● **Extrait**:

____________

Les produits K5600 sont généralement plus chers que les appareils concurrents, et notamment des appareils chinois dont on a vu une présence massive à IBC, comment peux-tu expliquer cela ?

MG : Le prix n’est pas une finalité en soit. La qualité a un coût : nous nous devons d’avoir du stock, d’être réactifs sur le SAV, d’employer des matériaux de qualité. Nous ne travaillons pas dans un souci d’économie à tout prix. Plus de 75 % de nos clients, qu’ils soient loueurs ou " free lance " (surtout à l’étranger), génèrent de l’argent avec nos produits.
Ce qui est important, c’est la rapidité d’amortissement des appareils. S’il faut 230 jours pour absorber le coût d’un projecteur au lieu de 200 jours parce que la différence de prix d’achat est de 15 %, cela ne me paraît pas insurmontable si, et seulement si, les appareils sont régulièrement loués et qu’ils le sont longtemps. _ A nous de faire que nos appareils soient demandés par les chefs opérateurs et les équipes d’électriciens. En créant de nouveaux accessoires, nous contribuons à rendre nos produits " louables " plus longtemps. Faire connaître un produit est coûteux : il faut faire de nombreux salons, adhérer à des associations professionnelles telles que l’AFC, Imago, BVK, AIC...

____________

● **Entrées brutes**:

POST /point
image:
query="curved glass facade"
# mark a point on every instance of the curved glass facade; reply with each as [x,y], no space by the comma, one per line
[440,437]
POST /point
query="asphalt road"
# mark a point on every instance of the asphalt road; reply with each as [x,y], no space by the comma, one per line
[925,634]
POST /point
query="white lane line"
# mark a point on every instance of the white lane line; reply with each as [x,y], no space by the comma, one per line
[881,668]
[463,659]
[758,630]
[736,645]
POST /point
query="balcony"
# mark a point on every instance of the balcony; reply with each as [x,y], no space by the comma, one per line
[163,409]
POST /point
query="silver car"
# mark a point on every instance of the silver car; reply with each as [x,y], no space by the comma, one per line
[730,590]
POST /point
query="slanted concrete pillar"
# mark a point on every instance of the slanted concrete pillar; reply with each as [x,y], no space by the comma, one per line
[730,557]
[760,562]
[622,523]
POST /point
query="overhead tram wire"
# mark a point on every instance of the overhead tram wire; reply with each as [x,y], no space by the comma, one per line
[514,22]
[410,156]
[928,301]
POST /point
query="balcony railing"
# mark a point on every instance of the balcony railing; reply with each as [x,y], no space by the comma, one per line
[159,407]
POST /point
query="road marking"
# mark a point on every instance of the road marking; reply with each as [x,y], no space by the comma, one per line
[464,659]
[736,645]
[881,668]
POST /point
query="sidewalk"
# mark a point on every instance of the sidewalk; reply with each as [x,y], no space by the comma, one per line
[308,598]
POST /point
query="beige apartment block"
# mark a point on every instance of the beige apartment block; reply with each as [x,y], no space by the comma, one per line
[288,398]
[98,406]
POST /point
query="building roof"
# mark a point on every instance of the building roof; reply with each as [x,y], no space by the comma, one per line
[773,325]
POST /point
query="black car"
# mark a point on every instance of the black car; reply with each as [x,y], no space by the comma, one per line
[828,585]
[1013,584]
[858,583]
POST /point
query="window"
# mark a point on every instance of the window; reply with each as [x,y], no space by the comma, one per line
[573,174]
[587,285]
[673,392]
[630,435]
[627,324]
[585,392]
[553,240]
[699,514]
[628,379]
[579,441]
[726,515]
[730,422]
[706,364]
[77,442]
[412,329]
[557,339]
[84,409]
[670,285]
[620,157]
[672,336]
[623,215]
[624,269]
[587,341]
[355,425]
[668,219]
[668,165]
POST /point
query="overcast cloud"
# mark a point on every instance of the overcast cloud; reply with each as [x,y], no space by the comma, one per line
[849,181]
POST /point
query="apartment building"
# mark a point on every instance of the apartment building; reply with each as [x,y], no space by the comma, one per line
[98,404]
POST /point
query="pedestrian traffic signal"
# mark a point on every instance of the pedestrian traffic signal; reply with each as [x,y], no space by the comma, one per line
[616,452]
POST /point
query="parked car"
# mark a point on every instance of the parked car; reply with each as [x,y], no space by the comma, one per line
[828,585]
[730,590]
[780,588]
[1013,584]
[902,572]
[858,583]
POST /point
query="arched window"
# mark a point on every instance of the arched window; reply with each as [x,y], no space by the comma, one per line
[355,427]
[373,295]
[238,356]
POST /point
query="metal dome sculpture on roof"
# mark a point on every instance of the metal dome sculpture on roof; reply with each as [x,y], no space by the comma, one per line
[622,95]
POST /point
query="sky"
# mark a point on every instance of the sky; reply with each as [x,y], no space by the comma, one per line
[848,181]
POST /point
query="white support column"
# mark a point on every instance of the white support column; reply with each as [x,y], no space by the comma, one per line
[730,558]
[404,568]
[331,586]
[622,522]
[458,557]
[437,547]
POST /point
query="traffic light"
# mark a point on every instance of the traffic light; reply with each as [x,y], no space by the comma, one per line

____________

● **Problème posé A**:
Répondez à ces questions d'après l'extrait sur les produits K5600 :
(i) Quelle part des clients gagne de l'argent avec ces produits ?
(ii) Dans l'exemple d'amortissement, combien de jours faut-il pour absorber le coût d'un projecteur lorsque l'écart de prix d'achat est de 15 % ?
(iii) Quelles associations professionnelles sont nommées ?
● **Problème posé B**:
Poursuivez l'extrait sur les produits K5600 à la suite de sa dernière phrase.

● **Réponse rédigée A**:
(i) Plus de 75 % des clients.
(ii) 230 jours.
(iii) L'AFC, Imago, BVK et l'AIC.

● **Réponse rédigée B**:
Des frais que les dizaines de fabricants chinois, qui produisent des copies des appareils existants, ne subissent pas. Ils ne paient pas de droits d’entrée et ne soutiennent pas notre corporation. Ce ne sont pas les appareils " cheap " qui vont relever la situation économique des prestataires. Si ce n’est pas cher à l’achat, cela ne se louera pas cher. L’avenir de la prestation de qualité ne se fera pas avec les DSLR, mais avec des caméras qui possèdent une vraie valeur ajoutée et donc apportent de réelles solutions adaptées aux impératifs des tournages actuels.

Les projecteurs se conçoivent habituellement autour d’une lampe. Quels sont tes rapports avec les fabricants ? Dans quelle mesure peux-tu influencer leurs choix ?

MG : Il est vrai que nous sommes parfois dans l’obligation de faire appel aux fabricants de lampes pour des projets spécifiques. C’est une démarche difficile et qui n’est pas sans risque. Les clients sont souvent méfiants des nouvelles puissances. Cela implique de nouveaux ballasts, une nouvelle référence de lampe dans un stock déjà conséquent.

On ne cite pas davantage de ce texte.